> Tasks
**A)** In the passage on the I-VIFGWHM operator, which property is labeled Property 5?
**B)** Copy the records word for word from the line containing "For every instance of the green" through the line containing "Query: green hillside", both lines included.

> Passage shown
The proof is complete. □

Next, we will present some of the properties of the $\mathrm{I}-\mathrm{VIFGWHM}$ operator.

Property 4. 

(Idempotency) For$i=1,2,\cdots ,n$, if${\overline{\alpha }}_i=\overline{\alpha }=\left(\left[\varphi ,f\right],\left[g,h\right]\right)$, then

$$\begin{array}{l}{\mathrm{I}-\mathrm{VIFGWHM}}^{s,t}({\overline{\alpha }}_1,{\overline{\alpha }}_2,\cdots ,{\overline{\alpha }}_n)={\mathrm{I}-\mathrm{VIFGWHM}}^{s,t}(\overline{\alpha },\overline{\alpha },\cdots ,\overline{\alpha })={\left[\frac{1}{\lambda }\underset{\underset{j=i}{i,j=1}}{\overset{n}{\oplus }}{\left(w_i{\overline{\alpha }}^s\oplus w_j{\overline{\alpha }}^s\right)}^{t/s}\right]}^{\frac{1}{t}}\\ ={\left[\frac{1}{\lambda }\underset{\underset{j=i}{i,j=1}}{\overset{n}{\oplus }}{\overline{\alpha }}^t{\left(w_i\oplus w_j\right)}^{t/s}\right]}^{\frac{1}{t}}={\left[\frac{{\overline{\alpha }}^t}{\lambda }\underset{\underset{j=i}{i,j=1}}{\overset{n}{\oplus }}{\left(w_i\oplus w_j\right)}^{t/s}\right]}^{\frac{1}{t}}=\overline{\alpha }\end{array}.$$

Property 5. 

(Monotonicity) Suppose that${\overline{\alpha }}_i=\left(\left[{\varphi }_{{\alpha }_i},f_{{\alpha }_i}\right],\left[g_{{\alpha }_i},h_{{\alpha }_i}\right]\right)$and${\overline{\beta }}_i=\left(\left[{\varphi }_{{\beta }_i},f_{{\beta }_i}\right],\left[g_{{\beta }_i},h_{{\beta }_i}\right]\right)$($i=1,2,\cdots ,n$) are two sets of I-VIF numbers, where${\varphi }_{{\alpha }_i}\le {\varphi }_{{\beta }_i}$,$f_{{\alpha }_i}\le f_{{\beta }_i}$, and$g_{{\alpha }_i}\ge g_{{\beta }_i}$,$h_{{\alpha }_i}\ge h_{{\beta }_i}$. Then

$${\mathrm{I}-\mathrm{VIFGWHM}}^{s,t}({\overline{\alpha }}_1,{\overline{\alpha }}_2,\cdots ,{\overline{\alpha }}_n)\le {\mathrm{I}-\mathrm{VIFGWHM}}^{s,t}({\overline{\beta }}_1,{\overline{\beta }}_2,\cdots ,{\overline{\beta }}_n).$$

Proof.

> Dataset records
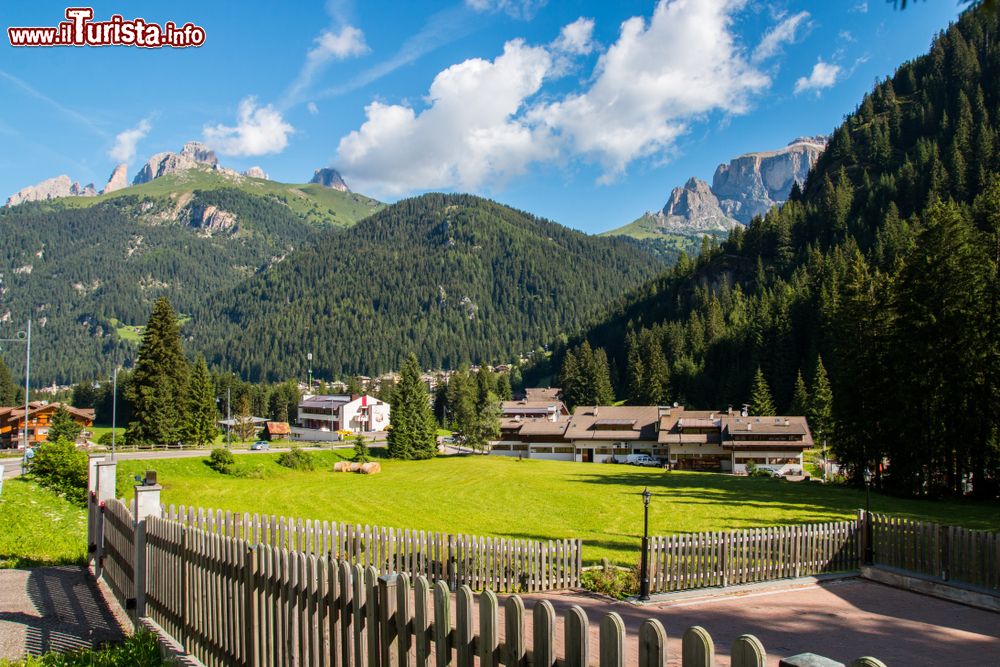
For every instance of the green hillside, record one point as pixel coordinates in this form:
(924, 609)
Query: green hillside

...

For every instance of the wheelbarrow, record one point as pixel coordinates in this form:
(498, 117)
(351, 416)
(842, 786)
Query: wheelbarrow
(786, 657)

> Task-by-task solutions
**A)** Monotonicity

**B)**
For every instance of the green hillside, record one point as pixel coordinates in this form:
(924, 609)
Query: green hillside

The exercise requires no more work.